In the Bayesian neural network text, condense the paragraph that begins "Finally, we need to have a full model" into a short bulleted list that keeps its main facts.

Text shown:
★ ★ ★ ★ ★ ★ ★

After defining a single Bayesian neural network layer, we can easily create another class which represents a multi-layer network:

class BayesianDenseNetwork(tf.keras.Model):
    """A multilayer fully-connected Bayesian neural network
    
    Parameters
    ----------
    dims : List[int]
        List of units in each layer
    name : str
        Name for the network
        
    Attributes
    ----------
    losses : tensorflow.Tensor
        Sum of the Kullback–Leibler divergences between
        the posterior distributions and their priors, 
        over all layers in the network
        
    Methods
    -------
    call : tensorflow.Tensor
        Perform the forward pass of the data through
        the network
    """
    
    def __init__(self, dims, name=None):
        
        super(BayesianDenseNetwork, self).__init__(name=name)
        
        self.steps = []
        self.acts = []
        for i in range(len(dims)-1):
            self.steps += [BayesianDenseLayer(dims[i], dims[i+1])]
            self.acts += [tf.nn.relu]
            
        self.acts[-1] = lambda x: x
        
    
    def call(self, x, sampling=True):
        """Perform the forward pass"""

        for i in range(len(self.steps)):
            x = self.steps[i](x, sampling=sampling)
            x = self.acts[i](x)
            
        return x
    
    
    @property
    def losses(self):
        """Sum of the KL divergences between priors + posteriors"""
        return tf.reduce_sum([s.losses for s in self.steps])

Finally, we need to have a full model which we can fit. The network above (BayesianDenseNetwork) only gave us predictions of the mean, but didn’t include an observation distribution or expected error. Let’s create a model which includes a standard deviation parameter (which we’ll model with a square-root inverse Gamma distribution). This model will have not just a call method (which returns the mean prediction) but a log_likelihood method (which computes the log likelihood of some data given the current parameter values).

In this model, the call method will return a Tensor with two columns: the first is the mean predictions, and the second column will contain the standard deviation predictions. Though note that these standard deviation “predictions” aren’t coming from the network (yet!), and are just based off the one standard deviation parameter.

We’ll also add a method which returns samples from the predictive distribution given test samples (samples). Note that this method calls another (sample) which computes a single predictive sample. The sample method has a tf.function decorator, which causes TensorFlow to optimize the computations within that function. It works just the same without the tf.function decorator, but is quite a bit slower.

★ ★ ★ ★ ★ ★ ★

Data shown:
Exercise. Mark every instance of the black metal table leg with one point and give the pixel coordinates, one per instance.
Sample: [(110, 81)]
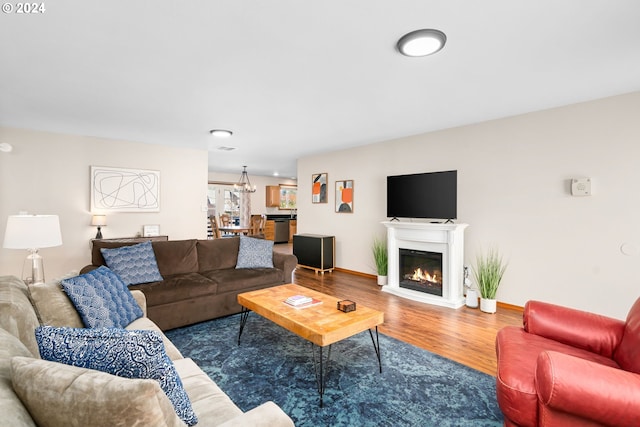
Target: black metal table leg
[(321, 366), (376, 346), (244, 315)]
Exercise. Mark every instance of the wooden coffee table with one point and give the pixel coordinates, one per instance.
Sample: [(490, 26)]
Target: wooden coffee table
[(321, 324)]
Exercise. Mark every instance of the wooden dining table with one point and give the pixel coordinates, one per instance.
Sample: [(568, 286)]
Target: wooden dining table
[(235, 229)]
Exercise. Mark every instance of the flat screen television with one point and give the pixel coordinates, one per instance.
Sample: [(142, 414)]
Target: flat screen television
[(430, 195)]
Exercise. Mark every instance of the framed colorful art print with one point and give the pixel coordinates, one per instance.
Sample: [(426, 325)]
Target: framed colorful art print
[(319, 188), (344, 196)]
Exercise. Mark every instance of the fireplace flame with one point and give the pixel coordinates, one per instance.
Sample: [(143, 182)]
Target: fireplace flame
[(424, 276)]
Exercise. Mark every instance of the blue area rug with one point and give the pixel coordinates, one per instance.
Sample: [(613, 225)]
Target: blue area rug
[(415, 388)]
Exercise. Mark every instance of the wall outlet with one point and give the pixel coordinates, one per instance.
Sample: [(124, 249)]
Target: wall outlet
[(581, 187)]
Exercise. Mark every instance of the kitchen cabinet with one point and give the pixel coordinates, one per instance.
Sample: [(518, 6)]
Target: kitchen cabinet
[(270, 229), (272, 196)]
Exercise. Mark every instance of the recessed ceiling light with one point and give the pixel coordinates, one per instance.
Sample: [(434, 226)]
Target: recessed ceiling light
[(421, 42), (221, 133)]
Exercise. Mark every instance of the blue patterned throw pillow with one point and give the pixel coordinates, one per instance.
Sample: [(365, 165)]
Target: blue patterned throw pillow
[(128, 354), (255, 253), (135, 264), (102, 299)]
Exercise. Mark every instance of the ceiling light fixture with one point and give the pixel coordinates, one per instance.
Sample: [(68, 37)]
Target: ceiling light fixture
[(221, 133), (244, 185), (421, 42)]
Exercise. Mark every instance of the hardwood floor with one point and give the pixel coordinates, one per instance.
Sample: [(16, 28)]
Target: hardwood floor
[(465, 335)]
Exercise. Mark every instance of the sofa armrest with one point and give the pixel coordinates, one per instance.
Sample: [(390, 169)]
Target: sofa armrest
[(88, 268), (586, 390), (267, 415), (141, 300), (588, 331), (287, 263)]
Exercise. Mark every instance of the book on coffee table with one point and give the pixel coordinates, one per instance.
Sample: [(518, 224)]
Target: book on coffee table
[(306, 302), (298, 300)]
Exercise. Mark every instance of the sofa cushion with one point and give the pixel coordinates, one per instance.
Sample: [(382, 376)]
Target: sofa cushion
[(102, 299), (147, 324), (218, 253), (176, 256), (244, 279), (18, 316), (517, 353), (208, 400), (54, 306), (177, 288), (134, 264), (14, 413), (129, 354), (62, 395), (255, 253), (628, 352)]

★ ★ ★ ★ ★ ★ ★

Written solution:
- A full model that can be fit is still needed.
- BayesianDenseNetwork predicts only the mean. It has no observation distribution or expected error.
- The new model adds a standard deviation parameter, modeled with a square-root inverse Gamma distribution.
- Its call method returns the mean prediction.
- Its log_likelihood method computes the log likelihood of data given the current parameter values.